=== Section Start ===

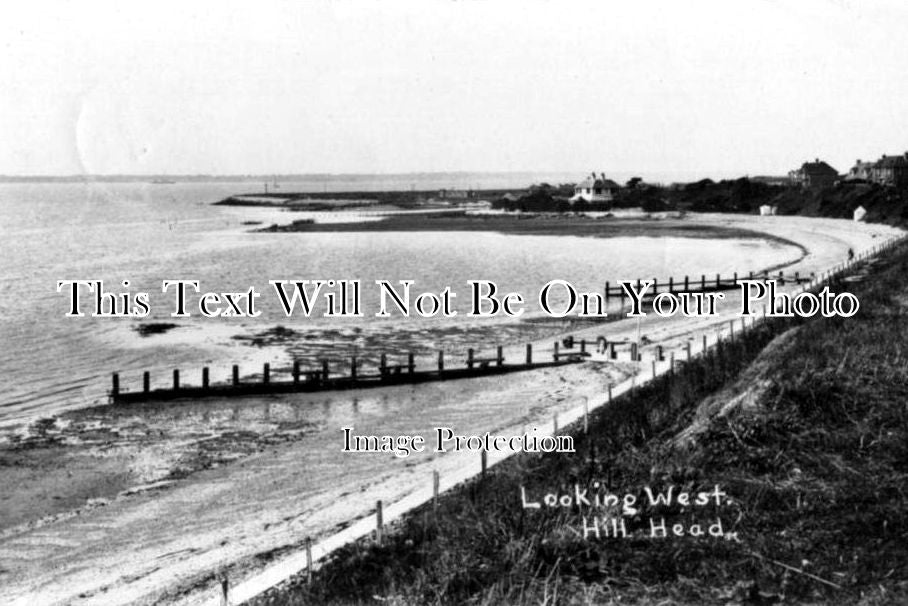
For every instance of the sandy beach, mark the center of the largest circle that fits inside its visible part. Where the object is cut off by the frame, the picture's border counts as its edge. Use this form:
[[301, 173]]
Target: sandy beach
[[146, 504]]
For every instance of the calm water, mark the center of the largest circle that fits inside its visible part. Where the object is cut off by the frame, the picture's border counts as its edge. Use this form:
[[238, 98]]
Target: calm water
[[146, 233]]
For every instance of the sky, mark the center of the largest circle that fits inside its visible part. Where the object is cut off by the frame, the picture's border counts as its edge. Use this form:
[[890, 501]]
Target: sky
[[716, 88]]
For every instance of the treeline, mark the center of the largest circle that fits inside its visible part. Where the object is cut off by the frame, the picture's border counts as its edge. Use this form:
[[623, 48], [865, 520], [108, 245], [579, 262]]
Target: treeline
[[883, 204]]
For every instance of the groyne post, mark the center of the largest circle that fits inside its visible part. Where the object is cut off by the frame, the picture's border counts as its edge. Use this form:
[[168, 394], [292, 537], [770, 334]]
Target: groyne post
[[379, 522], [308, 560]]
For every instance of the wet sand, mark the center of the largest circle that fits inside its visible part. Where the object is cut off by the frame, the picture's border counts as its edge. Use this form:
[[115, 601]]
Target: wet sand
[[145, 504]]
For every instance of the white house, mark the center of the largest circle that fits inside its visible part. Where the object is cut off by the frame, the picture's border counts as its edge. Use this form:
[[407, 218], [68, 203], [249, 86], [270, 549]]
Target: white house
[[595, 189]]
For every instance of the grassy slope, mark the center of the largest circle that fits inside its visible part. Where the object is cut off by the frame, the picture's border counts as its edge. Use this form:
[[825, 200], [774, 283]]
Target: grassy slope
[[816, 464]]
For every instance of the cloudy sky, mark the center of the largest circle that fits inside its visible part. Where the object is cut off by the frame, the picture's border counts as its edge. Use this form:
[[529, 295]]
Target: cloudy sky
[[718, 88]]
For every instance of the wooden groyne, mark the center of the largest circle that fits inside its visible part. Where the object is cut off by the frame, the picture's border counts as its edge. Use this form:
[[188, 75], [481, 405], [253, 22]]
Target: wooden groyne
[[323, 379], [705, 283]]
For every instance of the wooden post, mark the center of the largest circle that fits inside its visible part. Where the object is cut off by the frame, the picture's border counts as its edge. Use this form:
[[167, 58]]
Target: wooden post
[[308, 560], [436, 481], [379, 522], [586, 414]]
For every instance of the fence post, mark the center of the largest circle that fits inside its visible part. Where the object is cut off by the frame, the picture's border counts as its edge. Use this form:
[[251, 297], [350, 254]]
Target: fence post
[[379, 523]]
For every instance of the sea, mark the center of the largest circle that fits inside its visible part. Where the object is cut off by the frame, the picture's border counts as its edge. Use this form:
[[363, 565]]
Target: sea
[[134, 236]]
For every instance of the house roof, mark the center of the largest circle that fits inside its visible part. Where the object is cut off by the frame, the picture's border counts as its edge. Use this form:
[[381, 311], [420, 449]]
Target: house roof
[[818, 168]]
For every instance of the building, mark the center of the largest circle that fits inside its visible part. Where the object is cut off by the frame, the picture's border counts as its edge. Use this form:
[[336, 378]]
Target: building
[[891, 170], [814, 175], [595, 189]]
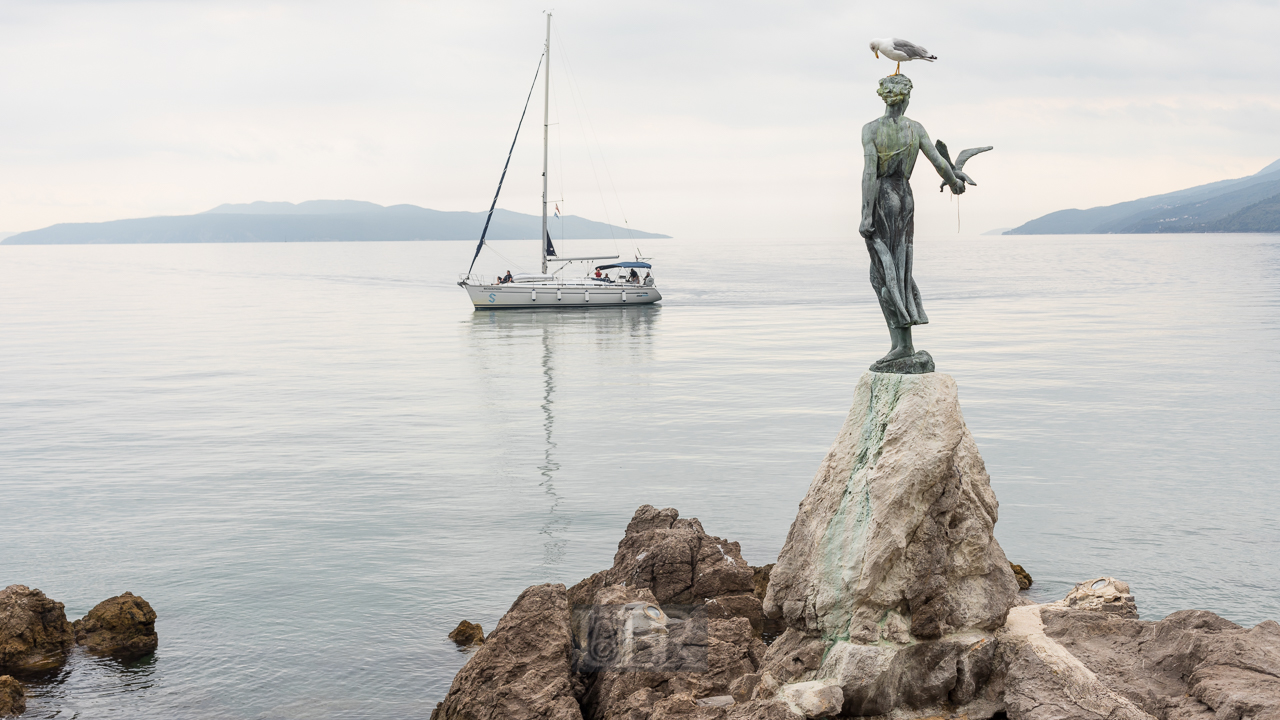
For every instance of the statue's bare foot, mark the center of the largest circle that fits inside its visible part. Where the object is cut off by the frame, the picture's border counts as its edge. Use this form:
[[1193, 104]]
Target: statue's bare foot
[[905, 351]]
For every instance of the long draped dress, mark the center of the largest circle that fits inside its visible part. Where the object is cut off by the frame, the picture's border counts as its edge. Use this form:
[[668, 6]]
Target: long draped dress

=== Section End ===

_INSTRUCTIONS FOR THE TASK_
In the material above, find each line that has the string "draped" and return it.

_TASK ANSWER_
For every instance of the long draped dress, mark the center of the largest circle that fits inside its visible part. Where the object is cut off by the frame, the picture's border counts as its edge. Use this form:
Target: long draped dress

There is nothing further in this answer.